Saved data entries:
•••

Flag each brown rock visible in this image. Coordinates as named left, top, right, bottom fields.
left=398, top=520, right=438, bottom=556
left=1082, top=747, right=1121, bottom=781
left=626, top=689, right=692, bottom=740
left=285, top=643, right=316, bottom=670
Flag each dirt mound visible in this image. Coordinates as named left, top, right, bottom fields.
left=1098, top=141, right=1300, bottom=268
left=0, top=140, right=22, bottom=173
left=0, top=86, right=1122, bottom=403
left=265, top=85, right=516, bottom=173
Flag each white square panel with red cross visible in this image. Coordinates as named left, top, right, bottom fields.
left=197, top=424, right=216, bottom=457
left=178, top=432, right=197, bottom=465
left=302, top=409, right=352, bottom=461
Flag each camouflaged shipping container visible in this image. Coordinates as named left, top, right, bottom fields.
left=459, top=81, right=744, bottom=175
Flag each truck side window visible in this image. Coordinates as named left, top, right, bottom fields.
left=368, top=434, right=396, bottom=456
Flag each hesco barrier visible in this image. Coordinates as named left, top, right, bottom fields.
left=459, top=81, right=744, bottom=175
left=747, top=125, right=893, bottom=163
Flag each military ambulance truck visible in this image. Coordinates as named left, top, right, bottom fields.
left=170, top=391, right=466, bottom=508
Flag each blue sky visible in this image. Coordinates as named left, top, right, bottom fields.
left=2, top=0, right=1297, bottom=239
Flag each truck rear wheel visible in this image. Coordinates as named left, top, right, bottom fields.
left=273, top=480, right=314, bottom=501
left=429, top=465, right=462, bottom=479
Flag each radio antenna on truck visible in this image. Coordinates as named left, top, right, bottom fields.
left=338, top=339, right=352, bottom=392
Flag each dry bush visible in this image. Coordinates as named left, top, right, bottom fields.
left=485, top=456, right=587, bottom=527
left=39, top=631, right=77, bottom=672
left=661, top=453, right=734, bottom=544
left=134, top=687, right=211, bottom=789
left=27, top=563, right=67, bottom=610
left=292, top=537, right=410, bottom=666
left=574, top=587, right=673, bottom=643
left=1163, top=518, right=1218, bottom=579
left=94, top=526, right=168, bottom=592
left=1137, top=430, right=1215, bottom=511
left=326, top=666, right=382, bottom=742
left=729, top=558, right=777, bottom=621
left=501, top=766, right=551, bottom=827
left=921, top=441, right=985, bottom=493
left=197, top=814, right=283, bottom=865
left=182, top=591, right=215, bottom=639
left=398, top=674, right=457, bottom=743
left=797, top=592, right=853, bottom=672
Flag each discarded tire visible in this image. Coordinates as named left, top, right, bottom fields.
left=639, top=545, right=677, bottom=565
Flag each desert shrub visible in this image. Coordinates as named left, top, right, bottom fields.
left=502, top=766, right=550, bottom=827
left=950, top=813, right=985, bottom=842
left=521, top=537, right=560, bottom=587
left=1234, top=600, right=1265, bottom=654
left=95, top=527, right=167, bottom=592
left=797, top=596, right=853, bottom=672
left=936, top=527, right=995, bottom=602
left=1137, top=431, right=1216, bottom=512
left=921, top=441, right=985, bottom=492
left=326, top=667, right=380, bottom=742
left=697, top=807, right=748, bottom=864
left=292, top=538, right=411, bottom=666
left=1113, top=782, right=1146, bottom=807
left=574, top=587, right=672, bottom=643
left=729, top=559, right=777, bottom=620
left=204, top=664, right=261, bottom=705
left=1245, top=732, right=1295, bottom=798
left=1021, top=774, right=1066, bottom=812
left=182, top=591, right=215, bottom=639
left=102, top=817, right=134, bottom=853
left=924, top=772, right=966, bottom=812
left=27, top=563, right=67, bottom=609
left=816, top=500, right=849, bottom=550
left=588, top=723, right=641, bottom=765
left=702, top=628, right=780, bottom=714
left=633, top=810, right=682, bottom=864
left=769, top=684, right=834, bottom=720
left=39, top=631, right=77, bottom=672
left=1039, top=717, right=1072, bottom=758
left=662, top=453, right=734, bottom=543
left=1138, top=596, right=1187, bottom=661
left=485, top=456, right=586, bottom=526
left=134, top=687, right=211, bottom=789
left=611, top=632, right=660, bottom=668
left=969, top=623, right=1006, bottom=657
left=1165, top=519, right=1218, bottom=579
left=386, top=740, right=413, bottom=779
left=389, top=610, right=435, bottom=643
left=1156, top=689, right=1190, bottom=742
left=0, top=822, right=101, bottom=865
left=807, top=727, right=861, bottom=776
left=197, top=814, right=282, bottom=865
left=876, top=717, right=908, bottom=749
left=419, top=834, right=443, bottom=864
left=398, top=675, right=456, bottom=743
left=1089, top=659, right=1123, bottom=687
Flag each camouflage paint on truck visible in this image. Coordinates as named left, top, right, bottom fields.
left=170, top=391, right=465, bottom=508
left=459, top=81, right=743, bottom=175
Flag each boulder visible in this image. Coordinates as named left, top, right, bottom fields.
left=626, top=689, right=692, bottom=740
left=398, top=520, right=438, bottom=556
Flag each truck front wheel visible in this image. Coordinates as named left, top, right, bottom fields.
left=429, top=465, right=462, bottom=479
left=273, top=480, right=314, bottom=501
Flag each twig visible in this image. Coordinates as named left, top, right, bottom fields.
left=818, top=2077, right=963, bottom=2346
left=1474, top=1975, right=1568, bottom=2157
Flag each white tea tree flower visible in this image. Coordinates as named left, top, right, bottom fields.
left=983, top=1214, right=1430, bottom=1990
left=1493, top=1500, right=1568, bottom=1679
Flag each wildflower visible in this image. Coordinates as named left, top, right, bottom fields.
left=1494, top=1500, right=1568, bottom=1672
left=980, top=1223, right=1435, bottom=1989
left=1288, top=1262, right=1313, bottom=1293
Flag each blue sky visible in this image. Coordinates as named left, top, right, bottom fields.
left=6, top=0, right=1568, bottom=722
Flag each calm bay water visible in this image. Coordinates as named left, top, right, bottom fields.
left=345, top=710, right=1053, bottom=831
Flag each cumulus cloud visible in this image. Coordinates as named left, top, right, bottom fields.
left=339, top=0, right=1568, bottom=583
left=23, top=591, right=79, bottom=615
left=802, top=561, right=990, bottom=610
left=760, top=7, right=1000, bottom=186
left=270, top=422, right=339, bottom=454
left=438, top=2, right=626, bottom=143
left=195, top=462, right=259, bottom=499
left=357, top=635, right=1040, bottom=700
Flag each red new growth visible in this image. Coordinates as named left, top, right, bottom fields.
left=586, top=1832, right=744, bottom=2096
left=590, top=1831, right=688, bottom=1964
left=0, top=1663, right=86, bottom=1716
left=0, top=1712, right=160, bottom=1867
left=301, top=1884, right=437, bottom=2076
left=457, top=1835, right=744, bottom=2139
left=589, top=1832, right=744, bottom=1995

•••

All entries are to be printed once more, exactly as given.

Flag each brown rock visible in this image. Coordinates as named left, top, right, bottom fields.
left=398, top=520, right=438, bottom=556
left=1082, top=747, right=1121, bottom=781
left=626, top=689, right=692, bottom=740
left=285, top=643, right=316, bottom=670
Flag each dirt mound visible in this image. Coordinates as named left, top, right, bottom fields.
left=1098, top=141, right=1300, bottom=268
left=0, top=140, right=22, bottom=173
left=0, top=86, right=1122, bottom=403
left=265, top=85, right=516, bottom=173
Flag each white square panel with red cross visible in this image. Coordinates as named left, top, right, bottom fields.
left=197, top=424, right=216, bottom=457
left=178, top=432, right=197, bottom=465
left=302, top=409, right=352, bottom=461
Flag each camouflaged shipping container visible in this image. Coordinates as named left, top, right, bottom fields.
left=459, top=81, right=744, bottom=175
Flag each truck side window visible in this image. Coordinates as named left, top, right, bottom fields.
left=368, top=434, right=396, bottom=456
Flag each hesco barrier visible in this image. Coordinates as named left, top, right, bottom fields.
left=459, top=81, right=744, bottom=175
left=747, top=125, right=893, bottom=163
Flag each military ambulance truck visible in this image. Coordinates as named left, top, right, bottom fields.
left=170, top=391, right=466, bottom=508
Flag each blue sky visible in this image. Coordinates as named left, top, right, bottom fields.
left=2, top=0, right=1297, bottom=239
Flag each truck rear wheel visible in this image. Coordinates as named left, top, right, bottom fields.
left=273, top=480, right=314, bottom=501
left=429, top=465, right=462, bottom=479
Flag each radio antenna on truck visible in this image. Coordinates as named left, top, right, bottom fields.
left=338, top=339, right=352, bottom=392
Flag each dry bush visible in this image. Coordinates as named left, top, right, bottom fields.
left=485, top=456, right=587, bottom=527
left=39, top=631, right=77, bottom=672
left=661, top=453, right=734, bottom=544
left=134, top=687, right=211, bottom=789
left=27, top=563, right=67, bottom=610
left=292, top=537, right=410, bottom=666
left=574, top=587, right=673, bottom=643
left=1163, top=518, right=1218, bottom=579
left=94, top=526, right=168, bottom=592
left=1137, top=430, right=1215, bottom=511
left=326, top=666, right=382, bottom=742
left=729, top=558, right=777, bottom=621
left=501, top=766, right=551, bottom=827
left=921, top=441, right=985, bottom=493
left=197, top=814, right=283, bottom=865
left=182, top=591, right=215, bottom=639
left=398, top=674, right=457, bottom=743
left=797, top=592, right=853, bottom=672
Flag each discarded tire visible in this image. Coordinates as named left, top, right, bottom fields.
left=639, top=545, right=677, bottom=565
Flag each desert shrub visible in this image. Coordinates as named left, top, right, bottom fields.
left=502, top=766, right=550, bottom=827
left=950, top=813, right=985, bottom=842
left=521, top=537, right=560, bottom=587
left=1234, top=600, right=1265, bottom=654
left=95, top=527, right=167, bottom=592
left=797, top=596, right=853, bottom=672
left=936, top=527, right=995, bottom=602
left=1137, top=431, right=1216, bottom=512
left=921, top=441, right=985, bottom=492
left=326, top=667, right=380, bottom=742
left=697, top=807, right=748, bottom=864
left=292, top=538, right=411, bottom=666
left=1113, top=782, right=1146, bottom=807
left=574, top=587, right=672, bottom=643
left=729, top=559, right=777, bottom=620
left=204, top=664, right=261, bottom=705
left=1245, top=732, right=1295, bottom=798
left=1021, top=774, right=1066, bottom=812
left=182, top=591, right=215, bottom=639
left=102, top=817, right=134, bottom=853
left=924, top=772, right=966, bottom=812
left=27, top=563, right=67, bottom=609
left=816, top=500, right=849, bottom=550
left=588, top=723, right=641, bottom=765
left=702, top=628, right=780, bottom=714
left=633, top=810, right=682, bottom=864
left=769, top=684, right=834, bottom=720
left=39, top=631, right=77, bottom=672
left=1039, top=717, right=1072, bottom=758
left=662, top=453, right=734, bottom=543
left=1138, top=596, right=1187, bottom=661
left=485, top=456, right=586, bottom=526
left=134, top=687, right=211, bottom=789
left=611, top=632, right=660, bottom=668
left=969, top=623, right=1006, bottom=657
left=1165, top=519, right=1218, bottom=579
left=386, top=740, right=413, bottom=779
left=389, top=610, right=435, bottom=643
left=1156, top=689, right=1190, bottom=742
left=0, top=822, right=101, bottom=865
left=807, top=727, right=861, bottom=776
left=197, top=814, right=282, bottom=865
left=876, top=717, right=908, bottom=749
left=419, top=834, right=443, bottom=864
left=398, top=675, right=456, bottom=743
left=1089, top=659, right=1123, bottom=687
Flag each camouflage paint on truck visible in this image. Coordinates as named left, top, right, bottom fields.
left=170, top=391, right=465, bottom=508
left=459, top=81, right=743, bottom=175
Flag each boulder visible in this image. Coordinates as named left, top, right, bottom fields.
left=626, top=689, right=692, bottom=740
left=398, top=520, right=438, bottom=556
Flag each truck front wheel visible in this image. Coordinates as named left, top, right, bottom fields.
left=429, top=465, right=462, bottom=479
left=273, top=480, right=314, bottom=501
Flag each twig visible in this image. Coordinates as named left, top, right, bottom fields.
left=818, top=2077, right=963, bottom=2346
left=1474, top=1975, right=1568, bottom=2157
Flag each white tea tree flower visible in this image. Coordinates as named left, top, right, bottom fields.
left=983, top=1214, right=1430, bottom=1990
left=1493, top=1500, right=1568, bottom=1679
Flag each wildflower visible in this image. Coordinates as named left, top, right, bottom fields.
left=1494, top=1500, right=1568, bottom=1672
left=980, top=1223, right=1435, bottom=1989
left=1288, top=1262, right=1313, bottom=1293
Flag each blue sky visible in this image. Coordinates as named left, top, right, bottom fields.
left=6, top=0, right=1568, bottom=722
Flag each calm bay water visible in this image. Coordinates as named left, top, right, bottom fields.
left=345, top=710, right=1053, bottom=831
Flag each cumulus cloud visible in this image. Coordinates as named left, top, right, bottom fields.
left=339, top=0, right=1568, bottom=583
left=23, top=591, right=79, bottom=615
left=802, top=561, right=990, bottom=610
left=760, top=7, right=1000, bottom=186
left=270, top=422, right=339, bottom=454
left=438, top=2, right=626, bottom=143
left=195, top=462, right=259, bottom=499
left=357, top=635, right=1040, bottom=700
Flag each red new growth visible in this image. Coordinates as named left, top, right, bottom fields.
left=586, top=1832, right=744, bottom=2096
left=590, top=1831, right=688, bottom=1964
left=0, top=1663, right=86, bottom=1716
left=0, top=1712, right=160, bottom=1867
left=301, top=1884, right=437, bottom=2076
left=457, top=1835, right=744, bottom=2139
left=589, top=1832, right=744, bottom=1995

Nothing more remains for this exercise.